----- Data records -----

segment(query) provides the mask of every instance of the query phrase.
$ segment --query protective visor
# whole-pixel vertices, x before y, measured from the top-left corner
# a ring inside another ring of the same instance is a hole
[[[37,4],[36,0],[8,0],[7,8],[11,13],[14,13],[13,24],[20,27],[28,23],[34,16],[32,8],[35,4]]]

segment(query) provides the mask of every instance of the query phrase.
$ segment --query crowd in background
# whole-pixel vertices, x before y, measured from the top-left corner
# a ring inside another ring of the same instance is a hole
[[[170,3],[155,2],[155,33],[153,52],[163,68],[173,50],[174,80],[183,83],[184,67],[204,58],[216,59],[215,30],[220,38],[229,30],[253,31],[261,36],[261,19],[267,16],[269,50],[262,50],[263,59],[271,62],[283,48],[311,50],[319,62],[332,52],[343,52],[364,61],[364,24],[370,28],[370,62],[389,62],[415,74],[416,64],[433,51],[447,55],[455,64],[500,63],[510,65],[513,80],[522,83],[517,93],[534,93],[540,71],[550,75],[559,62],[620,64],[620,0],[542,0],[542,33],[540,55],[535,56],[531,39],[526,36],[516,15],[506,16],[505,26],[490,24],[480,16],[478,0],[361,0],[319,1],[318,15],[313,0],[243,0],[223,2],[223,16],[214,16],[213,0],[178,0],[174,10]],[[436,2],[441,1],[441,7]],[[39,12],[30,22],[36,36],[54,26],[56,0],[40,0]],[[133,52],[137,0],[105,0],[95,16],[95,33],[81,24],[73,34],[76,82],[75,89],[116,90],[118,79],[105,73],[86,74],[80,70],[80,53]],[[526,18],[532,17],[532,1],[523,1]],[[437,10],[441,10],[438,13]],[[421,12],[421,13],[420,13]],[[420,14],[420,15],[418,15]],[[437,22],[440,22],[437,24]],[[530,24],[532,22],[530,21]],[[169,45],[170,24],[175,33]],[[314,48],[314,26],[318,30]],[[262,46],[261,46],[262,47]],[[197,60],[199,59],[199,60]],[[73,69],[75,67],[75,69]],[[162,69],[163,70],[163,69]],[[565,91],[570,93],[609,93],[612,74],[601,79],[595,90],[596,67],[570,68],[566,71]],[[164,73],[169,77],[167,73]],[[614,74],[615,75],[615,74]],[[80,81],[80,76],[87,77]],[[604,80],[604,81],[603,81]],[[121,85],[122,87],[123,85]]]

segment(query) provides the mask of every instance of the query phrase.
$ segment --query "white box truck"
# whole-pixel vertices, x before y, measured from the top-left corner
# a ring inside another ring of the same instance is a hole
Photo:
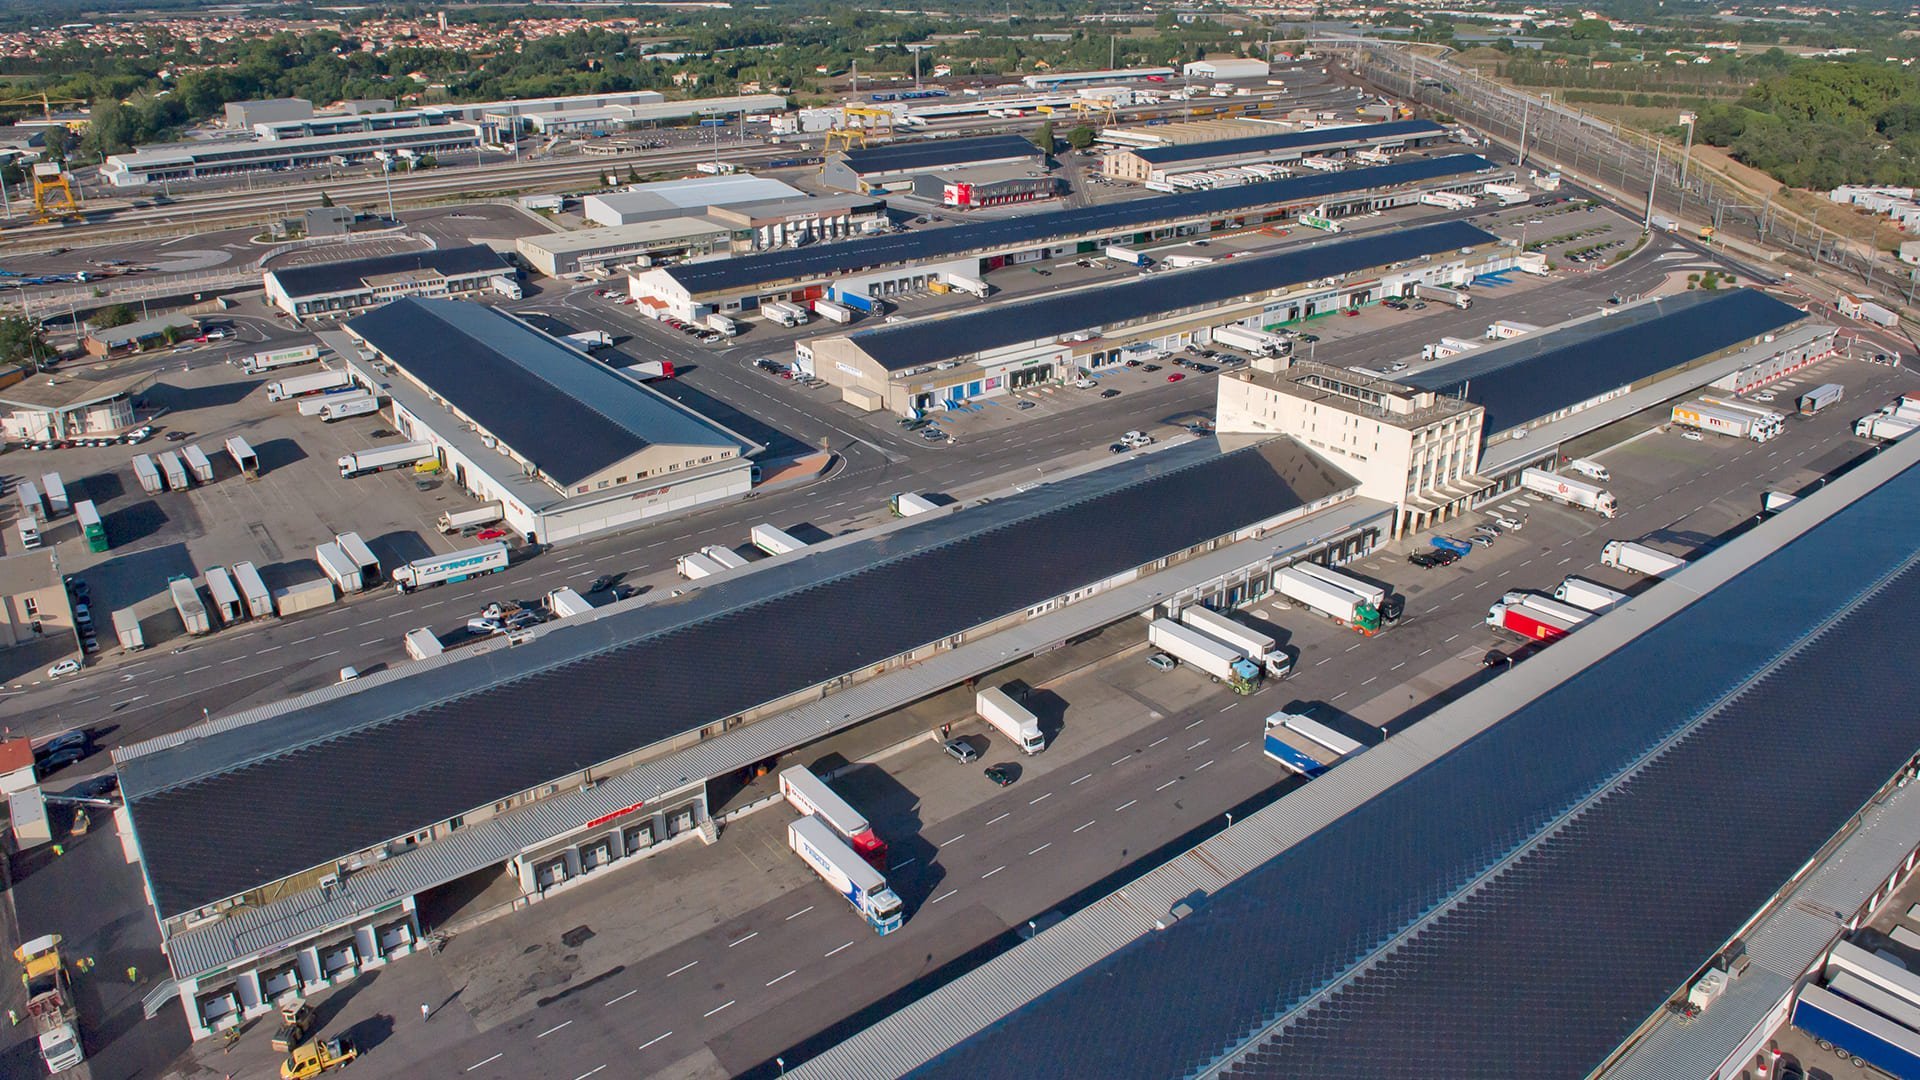
[[[676,569],[680,571],[680,576],[686,578],[688,581],[698,581],[703,577],[712,577],[726,569],[726,567],[721,566],[719,563],[714,562],[712,559],[707,558],[697,551],[691,555],[680,556],[675,566]]]
[[[360,569],[360,589],[371,589],[380,584],[380,560],[374,557],[373,549],[360,539],[359,533],[343,532],[333,538],[340,545],[340,551],[347,560]]]
[[[1613,473],[1607,471],[1605,465],[1591,458],[1574,458],[1572,461],[1567,462],[1567,468],[1572,469],[1581,476],[1587,477],[1590,480],[1598,480],[1603,484],[1613,479]]]
[[[20,546],[32,551],[40,546],[40,522],[34,518],[22,516],[15,526],[20,533]]]
[[[853,321],[853,309],[832,300],[815,300],[813,311],[814,314],[829,322],[845,324]]]
[[[356,476],[367,476],[388,469],[412,468],[432,456],[433,444],[429,442],[395,443],[376,446],[371,450],[355,450],[340,458],[340,478],[351,480]]]
[[[326,578],[303,581],[298,585],[289,585],[273,594],[273,610],[281,618],[298,615],[303,611],[313,611],[333,603],[333,582]]]
[[[313,557],[320,564],[320,572],[327,580],[338,586],[341,593],[355,593],[366,588],[361,580],[360,568],[340,550],[340,545],[329,540],[313,549]]]
[[[493,286],[494,292],[509,300],[518,300],[525,295],[520,290],[520,283],[506,274],[495,274],[489,284]]]
[[[747,560],[741,558],[738,552],[719,544],[708,544],[706,547],[700,549],[700,554],[705,555],[707,558],[712,559],[728,570],[738,570],[747,565]]]
[[[717,311],[707,315],[707,329],[725,334],[728,337],[738,337],[740,335],[740,324]]]
[[[990,686],[975,694],[973,711],[1027,753],[1037,754],[1047,748],[1046,736],[1040,734],[1040,718],[1001,687]]]
[[[240,370],[249,375],[258,375],[275,368],[293,367],[296,364],[311,364],[320,359],[320,349],[316,345],[296,345],[290,349],[269,349],[254,353],[240,361]]]
[[[233,459],[234,467],[240,475],[249,480],[260,479],[260,455],[255,453],[247,440],[235,435],[227,440],[227,456]]]
[[[213,613],[219,617],[220,625],[232,626],[246,618],[247,609],[240,600],[240,590],[233,587],[233,578],[226,570],[209,566],[205,572],[207,595],[213,597]]]
[[[133,475],[140,481],[140,490],[149,495],[158,495],[167,490],[167,482],[160,479],[160,469],[154,465],[152,455],[133,455]]]
[[[935,510],[940,509],[933,505],[931,499],[916,495],[911,491],[894,493],[893,497],[887,500],[887,508],[893,511],[894,517],[913,517],[915,514],[931,514]]]
[[[353,376],[344,371],[316,371],[311,375],[295,375],[291,379],[280,379],[267,384],[268,401],[292,401],[294,398],[309,394],[324,394],[329,390],[338,390],[343,386],[352,386]]]
[[[128,652],[147,647],[147,637],[140,632],[140,615],[130,607],[113,613],[113,632],[120,639],[120,647]]]
[[[755,525],[748,539],[769,555],[789,555],[807,546],[773,525]]]
[[[1293,658],[1280,650],[1280,643],[1251,626],[1198,604],[1182,610],[1180,621],[1240,650],[1242,656],[1265,668],[1269,678],[1284,679],[1293,674]]]
[[[1914,428],[1920,428],[1920,423],[1915,423],[1912,420],[1902,420],[1897,416],[1886,416],[1881,413],[1874,413],[1872,416],[1863,416],[1855,421],[1853,433],[1862,439],[1879,439],[1883,442],[1892,442],[1895,439],[1905,438],[1913,434]]]
[[[1293,564],[1293,569],[1300,571],[1308,577],[1316,578],[1326,582],[1328,585],[1345,589],[1355,596],[1358,596],[1360,599],[1366,601],[1368,607],[1379,612],[1380,619],[1383,622],[1397,621],[1400,618],[1401,609],[1406,606],[1406,602],[1403,599],[1389,592],[1384,587],[1375,585],[1365,578],[1349,574],[1345,570],[1336,570],[1331,566],[1321,566],[1319,563],[1314,562],[1295,563]]]
[[[51,521],[72,509],[73,504],[67,500],[66,482],[60,479],[59,473],[50,472],[42,476],[40,487],[47,499],[47,520]]]
[[[760,314],[781,326],[805,326],[812,318],[806,308],[788,300],[771,300],[760,305]]]
[[[35,520],[46,519],[47,504],[40,496],[40,485],[31,480],[22,480],[20,481],[20,486],[15,488],[13,493],[20,500],[21,516],[34,518]]]
[[[834,835],[825,822],[808,814],[790,823],[787,846],[834,892],[845,897],[874,933],[891,934],[900,929],[906,906],[887,887],[880,871]]]
[[[180,460],[179,454],[162,450],[156,460],[160,462],[160,475],[167,478],[169,490],[185,491],[192,485],[192,481],[187,479],[186,463]]]
[[[322,423],[331,424],[355,416],[372,416],[379,411],[380,400],[372,394],[341,394],[328,398],[315,415]]]
[[[393,583],[399,586],[401,592],[412,592],[429,585],[444,585],[482,574],[496,574],[507,568],[507,561],[507,545],[496,541],[451,555],[415,559],[393,572]]]
[[[585,615],[593,610],[593,605],[587,603],[587,598],[577,591],[562,586],[547,594],[547,610],[556,619],[567,619]]]
[[[1600,549],[1600,565],[1630,574],[1666,577],[1687,565],[1687,560],[1631,540],[1609,540],[1607,546]]]
[[[447,651],[447,647],[440,644],[439,636],[425,626],[407,631],[406,645],[407,655],[415,660],[425,660]]]
[[[1260,681],[1260,669],[1241,656],[1240,650],[1172,619],[1148,623],[1147,642],[1175,660],[1226,683],[1236,694],[1253,693]]]
[[[481,503],[465,510],[448,510],[440,515],[440,531],[457,533],[462,529],[483,529],[507,516],[499,503]]]
[[[356,386],[351,390],[342,390],[335,394],[315,394],[312,397],[301,398],[299,401],[293,403],[293,411],[299,413],[301,416],[319,416],[326,410],[328,405],[336,401],[357,401],[360,398],[372,396],[372,394]]]
[[[197,637],[213,632],[213,624],[207,621],[207,606],[200,602],[200,590],[194,588],[192,578],[169,579],[167,591],[173,594],[173,610],[180,613],[180,624],[187,633]]]
[[[250,562],[237,562],[229,569],[233,572],[234,585],[240,589],[240,598],[247,603],[247,613],[256,619],[273,614],[273,593],[267,591],[260,571]]]
[[[1570,577],[1556,586],[1553,590],[1553,598],[1564,600],[1578,608],[1585,608],[1596,615],[1602,611],[1611,611],[1632,599],[1618,589],[1609,589],[1605,585],[1596,585],[1577,577]]]
[[[213,462],[198,444],[188,443],[181,447],[180,457],[187,463],[187,471],[193,474],[195,480],[203,484],[213,483]]]
[[[1565,503],[1582,510],[1592,510],[1601,517],[1612,517],[1616,510],[1613,492],[1598,484],[1575,480],[1571,476],[1560,473],[1550,473],[1545,469],[1522,470],[1520,486],[1537,495],[1545,495],[1555,502]]]
[[[1273,584],[1280,595],[1288,600],[1304,604],[1310,610],[1361,633],[1372,634],[1380,629],[1380,612],[1358,593],[1321,581],[1298,566],[1275,571]]]
[[[1415,285],[1413,295],[1421,300],[1434,300],[1442,304],[1452,304],[1465,310],[1473,306],[1473,297],[1459,289],[1449,289],[1444,285]]]
[[[1280,335],[1239,325],[1214,327],[1213,343],[1254,356],[1279,356],[1283,351],[1291,351],[1287,339]]]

-----

■ Problem to solve: Both the first line of the records above and the line containing "crowd in background" are to be transcribed exactly, together with every line between them, and nothing else.

■ Answer to this exercise:
segment(query) provides the mask of every instance of the query phrase.
$ segment --query protective visor
# whole-pixel vertices, x before y, measured from the top-left corner
# a ring inside another ring of the same instance is a hole
[[[37,4],[36,0],[8,0],[7,8],[11,13],[14,13],[13,24],[20,27],[28,23],[34,16],[32,8],[35,4]]]

segment(query) provides the mask of every instance of the query phrase.
$ segment --query crowd in background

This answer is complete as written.